(WORK INSTRUCTION)
Could you repeat the data word for word while skipping the pictures?

(DATA FOR REVIEW)
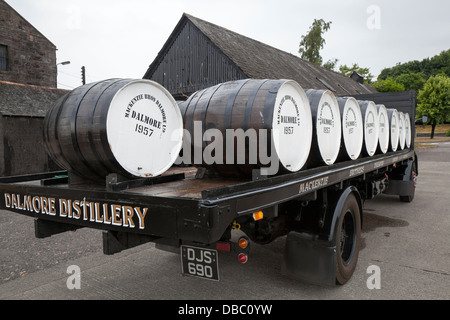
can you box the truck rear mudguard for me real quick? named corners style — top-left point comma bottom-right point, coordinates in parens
top-left (384, 154), bottom-right (418, 202)
top-left (282, 186), bottom-right (363, 286)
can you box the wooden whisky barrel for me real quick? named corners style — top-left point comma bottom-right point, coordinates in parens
top-left (404, 112), bottom-right (412, 148)
top-left (398, 112), bottom-right (406, 150)
top-left (387, 108), bottom-right (399, 152)
top-left (177, 79), bottom-right (313, 177)
top-left (306, 89), bottom-right (342, 166)
top-left (376, 104), bottom-right (389, 154)
top-left (358, 100), bottom-right (379, 157)
top-left (337, 97), bottom-right (363, 161)
top-left (43, 79), bottom-right (183, 181)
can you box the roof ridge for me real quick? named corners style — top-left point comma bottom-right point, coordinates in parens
top-left (185, 13), bottom-right (297, 57)
top-left (183, 14), bottom-right (355, 81)
top-left (0, 80), bottom-right (69, 92)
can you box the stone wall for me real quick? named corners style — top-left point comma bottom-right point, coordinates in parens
top-left (0, 0), bottom-right (57, 87)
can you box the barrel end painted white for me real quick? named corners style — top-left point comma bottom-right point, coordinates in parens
top-left (272, 80), bottom-right (313, 172)
top-left (404, 112), bottom-right (412, 148)
top-left (338, 97), bottom-right (363, 160)
top-left (359, 100), bottom-right (379, 157)
top-left (398, 112), bottom-right (406, 150)
top-left (376, 104), bottom-right (389, 154)
top-left (307, 89), bottom-right (342, 165)
top-left (387, 108), bottom-right (399, 152)
top-left (106, 79), bottom-right (184, 177)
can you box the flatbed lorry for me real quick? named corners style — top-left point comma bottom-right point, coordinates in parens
top-left (0, 90), bottom-right (418, 286)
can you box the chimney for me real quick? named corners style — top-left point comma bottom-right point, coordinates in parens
top-left (350, 71), bottom-right (364, 84)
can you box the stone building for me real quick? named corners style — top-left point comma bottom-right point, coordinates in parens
top-left (0, 1), bottom-right (68, 176)
top-left (0, 0), bottom-right (57, 87)
top-left (0, 80), bottom-right (67, 176)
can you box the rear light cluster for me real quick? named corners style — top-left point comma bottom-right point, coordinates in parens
top-left (216, 211), bottom-right (263, 264)
top-left (235, 210), bottom-right (264, 264)
top-left (237, 236), bottom-right (249, 264)
top-left (215, 236), bottom-right (250, 264)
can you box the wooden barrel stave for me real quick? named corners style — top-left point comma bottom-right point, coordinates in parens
top-left (76, 79), bottom-right (130, 178)
top-left (55, 81), bottom-right (105, 179)
top-left (43, 92), bottom-right (72, 171)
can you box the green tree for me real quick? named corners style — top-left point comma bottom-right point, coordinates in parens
top-left (323, 58), bottom-right (339, 71)
top-left (339, 63), bottom-right (374, 83)
top-left (417, 74), bottom-right (450, 139)
top-left (394, 72), bottom-right (426, 92)
top-left (378, 49), bottom-right (450, 80)
top-left (372, 77), bottom-right (405, 92)
top-left (299, 19), bottom-right (332, 66)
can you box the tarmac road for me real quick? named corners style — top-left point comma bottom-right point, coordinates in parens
top-left (0, 142), bottom-right (449, 302)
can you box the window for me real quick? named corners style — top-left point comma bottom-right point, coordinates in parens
top-left (0, 45), bottom-right (8, 71)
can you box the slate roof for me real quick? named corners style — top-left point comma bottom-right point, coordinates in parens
top-left (145, 13), bottom-right (377, 96)
top-left (0, 80), bottom-right (68, 117)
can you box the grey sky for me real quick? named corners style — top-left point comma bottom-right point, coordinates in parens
top-left (5, 0), bottom-right (450, 90)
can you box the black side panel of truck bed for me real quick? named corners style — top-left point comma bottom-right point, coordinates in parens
top-left (0, 149), bottom-right (416, 244)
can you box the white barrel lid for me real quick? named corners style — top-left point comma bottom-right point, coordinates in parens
top-left (272, 80), bottom-right (312, 172)
top-left (387, 108), bottom-right (399, 152)
top-left (404, 112), bottom-right (412, 148)
top-left (106, 79), bottom-right (183, 177)
top-left (339, 97), bottom-right (363, 160)
top-left (307, 89), bottom-right (342, 165)
top-left (377, 104), bottom-right (389, 154)
top-left (398, 112), bottom-right (406, 150)
top-left (359, 100), bottom-right (379, 157)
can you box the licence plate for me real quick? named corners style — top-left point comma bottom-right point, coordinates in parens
top-left (181, 245), bottom-right (219, 281)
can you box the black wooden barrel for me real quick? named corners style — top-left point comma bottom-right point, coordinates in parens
top-left (177, 79), bottom-right (313, 177)
top-left (43, 79), bottom-right (183, 181)
top-left (306, 89), bottom-right (342, 166)
top-left (358, 100), bottom-right (379, 157)
top-left (336, 96), bottom-right (363, 161)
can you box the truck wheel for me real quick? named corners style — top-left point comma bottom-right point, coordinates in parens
top-left (335, 192), bottom-right (361, 285)
top-left (399, 161), bottom-right (417, 203)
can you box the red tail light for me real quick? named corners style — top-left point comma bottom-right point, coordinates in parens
top-left (238, 253), bottom-right (248, 264)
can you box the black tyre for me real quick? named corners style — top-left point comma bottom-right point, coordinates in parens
top-left (335, 192), bottom-right (361, 285)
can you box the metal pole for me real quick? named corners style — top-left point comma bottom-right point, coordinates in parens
top-left (81, 66), bottom-right (86, 85)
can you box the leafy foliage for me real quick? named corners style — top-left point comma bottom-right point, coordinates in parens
top-left (298, 19), bottom-right (376, 84)
top-left (371, 50), bottom-right (450, 93)
top-left (378, 49), bottom-right (450, 81)
top-left (394, 72), bottom-right (427, 92)
top-left (416, 74), bottom-right (450, 138)
top-left (372, 77), bottom-right (405, 92)
top-left (339, 63), bottom-right (374, 84)
top-left (299, 19), bottom-right (332, 66)
top-left (323, 58), bottom-right (339, 71)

(TASK RESULT)
can you box the truck rear mudguard for me real quick? named corners style — top-left point comma bottom-right point, coordinates in parens
top-left (384, 154), bottom-right (418, 202)
top-left (282, 186), bottom-right (363, 286)
can you box the wooden whisky barrel for me real quick? named corners style — top-left point comma bottom-right point, coordinates in parens
top-left (404, 112), bottom-right (412, 148)
top-left (398, 112), bottom-right (406, 150)
top-left (387, 108), bottom-right (399, 152)
top-left (177, 79), bottom-right (313, 177)
top-left (306, 89), bottom-right (342, 166)
top-left (376, 104), bottom-right (389, 154)
top-left (358, 100), bottom-right (379, 157)
top-left (337, 97), bottom-right (363, 161)
top-left (43, 79), bottom-right (183, 181)
can you box the roof ridge for me real quick? named corners style — top-left point comma bottom-right point, coordinates in parens
top-left (185, 13), bottom-right (297, 57)
top-left (183, 14), bottom-right (355, 81)
top-left (0, 80), bottom-right (69, 92)
can you box the stone wall for me real quick? named corners style — top-left point comma bottom-right point, coordinates in parens
top-left (0, 0), bottom-right (57, 87)
can you box the barrel end painted white for me real quick? named corners style — top-left point comma bottom-right point, coordinates in parens
top-left (272, 80), bottom-right (313, 172)
top-left (404, 112), bottom-right (412, 148)
top-left (338, 97), bottom-right (363, 160)
top-left (359, 100), bottom-right (379, 157)
top-left (398, 112), bottom-right (406, 150)
top-left (376, 104), bottom-right (389, 154)
top-left (307, 89), bottom-right (342, 165)
top-left (387, 108), bottom-right (399, 152)
top-left (106, 79), bottom-right (184, 177)
can you box the flatbed lorry for me real quick? named corners style — top-left point comma bottom-right point, coordinates in parens
top-left (0, 90), bottom-right (418, 286)
can you box the chimney for me real quick? named corners style — top-left point comma bottom-right point, coordinates in parens
top-left (350, 71), bottom-right (364, 84)
can you box the stone building for me real quick? named corners style — top-left point comma bottom-right point, coordinates in parens
top-left (0, 1), bottom-right (68, 176)
top-left (0, 0), bottom-right (57, 87)
top-left (0, 80), bottom-right (67, 176)
can you box the rear light cluster for me real quick? named corners style — top-left point comma bottom-right point, coordinates in parens
top-left (216, 211), bottom-right (263, 264)
top-left (235, 210), bottom-right (264, 264)
top-left (237, 236), bottom-right (249, 264)
top-left (215, 236), bottom-right (250, 264)
can you box the wooden barrel stave for me real quick? named corners style — top-left point comma bottom-right point, coordinates in parens
top-left (76, 79), bottom-right (130, 178)
top-left (55, 81), bottom-right (105, 179)
top-left (43, 92), bottom-right (72, 171)
can you box the green tree for me real quick? named corners style — top-left point comma bottom-right point, coordinates in parens
top-left (323, 58), bottom-right (339, 71)
top-left (339, 63), bottom-right (374, 83)
top-left (417, 74), bottom-right (450, 139)
top-left (394, 72), bottom-right (426, 92)
top-left (378, 49), bottom-right (450, 80)
top-left (372, 77), bottom-right (405, 92)
top-left (299, 19), bottom-right (332, 66)
can you box the tarmac road for me real quick? named corners style — top-left point comma bottom-right point, coordinates in parens
top-left (0, 142), bottom-right (449, 302)
can you box the window for me real quick? named corners style — top-left point comma bottom-right point, coordinates in parens
top-left (0, 45), bottom-right (8, 71)
can you box the slate roof for me real quick? named corners style — top-left point comma bottom-right point, coordinates in parens
top-left (145, 13), bottom-right (377, 96)
top-left (0, 80), bottom-right (68, 117)
can you box the grey sky for me real quick? named corners style — top-left point comma bottom-right point, coordinates in parens
top-left (5, 0), bottom-right (450, 90)
can you box the black side panel of truck bed for me real quick? named corners style — top-left point comma bottom-right point, coordinates in parens
top-left (0, 149), bottom-right (416, 244)
can you box the white barrel lid for me real quick? named corners style — top-left point comma bottom-right point, coordinates in parens
top-left (272, 80), bottom-right (312, 172)
top-left (387, 108), bottom-right (399, 152)
top-left (404, 112), bottom-right (412, 148)
top-left (106, 79), bottom-right (183, 177)
top-left (339, 97), bottom-right (363, 160)
top-left (307, 89), bottom-right (342, 165)
top-left (377, 104), bottom-right (389, 154)
top-left (398, 112), bottom-right (406, 150)
top-left (359, 100), bottom-right (379, 157)
can you box the licence plate for me real quick? named corners style — top-left point comma bottom-right point, coordinates in parens
top-left (181, 245), bottom-right (219, 281)
can you box the black wooden barrel for me real quick? named corners style — top-left point comma bottom-right point, coordinates in parens
top-left (177, 79), bottom-right (313, 177)
top-left (43, 79), bottom-right (183, 181)
top-left (306, 89), bottom-right (342, 166)
top-left (358, 100), bottom-right (379, 157)
top-left (336, 96), bottom-right (363, 161)
can you box the truck wheel for me real quick? named corners style — top-left point comma bottom-right point, coordinates in parens
top-left (335, 192), bottom-right (361, 285)
top-left (399, 161), bottom-right (417, 203)
can you box the red tail light for me real quick? named corners style — top-left point comma bottom-right point, coordinates in parens
top-left (238, 253), bottom-right (248, 264)
can you box the black tyre for me real quick? named corners style — top-left point comma bottom-right point, coordinates in parens
top-left (335, 192), bottom-right (361, 285)
can you box the metal pole for me real quick? named corners style — top-left point comma bottom-right point, coordinates in parens
top-left (81, 66), bottom-right (86, 85)
can you box the leafy foliage for me real quick? named corners style — top-left point comma bottom-right point, coordinates in parens
top-left (298, 19), bottom-right (376, 84)
top-left (371, 50), bottom-right (450, 93)
top-left (378, 49), bottom-right (450, 81)
top-left (394, 72), bottom-right (427, 92)
top-left (416, 74), bottom-right (450, 138)
top-left (372, 77), bottom-right (405, 92)
top-left (339, 63), bottom-right (374, 84)
top-left (299, 19), bottom-right (332, 66)
top-left (323, 58), bottom-right (339, 71)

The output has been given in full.